> **WORK INSTRUCTIONS**
Can you repeat the rows from the line containing "segment the kitchen knife" through the line containing "M 156 202 L", requests included, and shift every coordinate in the answers up by 12? Leave the request lines unchanged.

> **INFORMATION SHOWN**
..........

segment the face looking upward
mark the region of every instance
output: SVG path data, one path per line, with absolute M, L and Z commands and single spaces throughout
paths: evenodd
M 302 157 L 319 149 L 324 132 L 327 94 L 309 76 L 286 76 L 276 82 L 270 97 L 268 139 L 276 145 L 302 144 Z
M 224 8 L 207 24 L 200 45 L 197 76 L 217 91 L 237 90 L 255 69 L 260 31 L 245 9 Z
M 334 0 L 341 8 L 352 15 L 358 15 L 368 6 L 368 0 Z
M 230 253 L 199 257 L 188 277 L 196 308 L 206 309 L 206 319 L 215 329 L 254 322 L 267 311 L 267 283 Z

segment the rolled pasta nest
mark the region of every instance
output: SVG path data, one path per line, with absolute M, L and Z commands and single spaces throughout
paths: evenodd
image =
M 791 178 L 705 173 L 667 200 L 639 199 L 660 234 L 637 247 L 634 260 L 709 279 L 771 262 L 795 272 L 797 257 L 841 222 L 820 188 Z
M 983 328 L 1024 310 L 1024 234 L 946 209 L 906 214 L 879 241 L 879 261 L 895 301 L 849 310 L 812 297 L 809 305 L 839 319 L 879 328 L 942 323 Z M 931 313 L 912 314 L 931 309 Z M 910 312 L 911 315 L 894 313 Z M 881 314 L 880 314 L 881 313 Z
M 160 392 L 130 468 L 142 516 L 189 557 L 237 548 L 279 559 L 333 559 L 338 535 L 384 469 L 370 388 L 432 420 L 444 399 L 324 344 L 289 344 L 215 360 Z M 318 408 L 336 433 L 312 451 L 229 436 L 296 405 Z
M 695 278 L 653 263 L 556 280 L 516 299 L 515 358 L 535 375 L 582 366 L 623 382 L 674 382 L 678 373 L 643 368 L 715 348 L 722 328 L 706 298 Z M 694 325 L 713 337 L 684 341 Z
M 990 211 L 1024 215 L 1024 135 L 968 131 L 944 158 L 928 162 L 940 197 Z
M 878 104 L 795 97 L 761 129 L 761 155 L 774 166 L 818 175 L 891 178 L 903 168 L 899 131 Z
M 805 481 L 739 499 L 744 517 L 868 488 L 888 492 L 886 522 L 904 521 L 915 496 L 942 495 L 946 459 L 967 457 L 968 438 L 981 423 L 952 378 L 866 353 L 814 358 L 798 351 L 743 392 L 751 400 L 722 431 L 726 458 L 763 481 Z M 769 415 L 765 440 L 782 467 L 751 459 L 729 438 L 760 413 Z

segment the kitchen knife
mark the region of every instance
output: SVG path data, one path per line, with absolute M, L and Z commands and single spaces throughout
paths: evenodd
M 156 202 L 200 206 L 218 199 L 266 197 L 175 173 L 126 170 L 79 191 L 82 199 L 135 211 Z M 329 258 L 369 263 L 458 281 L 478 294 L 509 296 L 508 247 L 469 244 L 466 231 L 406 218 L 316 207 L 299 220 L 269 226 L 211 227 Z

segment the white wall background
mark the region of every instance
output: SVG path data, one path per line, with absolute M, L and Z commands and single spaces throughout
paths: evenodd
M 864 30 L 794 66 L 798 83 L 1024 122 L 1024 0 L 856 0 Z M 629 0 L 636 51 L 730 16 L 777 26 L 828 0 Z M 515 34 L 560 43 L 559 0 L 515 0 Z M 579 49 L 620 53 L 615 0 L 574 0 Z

..........

> **OUTPUT FOR THIS TASK**
segment the kitchen knife
mark the region of every instance
output: SVG path data, one path per line, with absolute M, L and Z commands and single spaces throughout
paths: evenodd
M 168 214 L 212 218 L 230 211 L 278 209 L 187 185 L 138 182 L 91 203 L 94 211 L 147 223 Z M 341 270 L 381 275 L 470 293 L 490 306 L 521 308 L 520 259 L 481 256 L 478 243 L 418 230 L 328 219 L 311 232 L 281 238 L 223 239 Z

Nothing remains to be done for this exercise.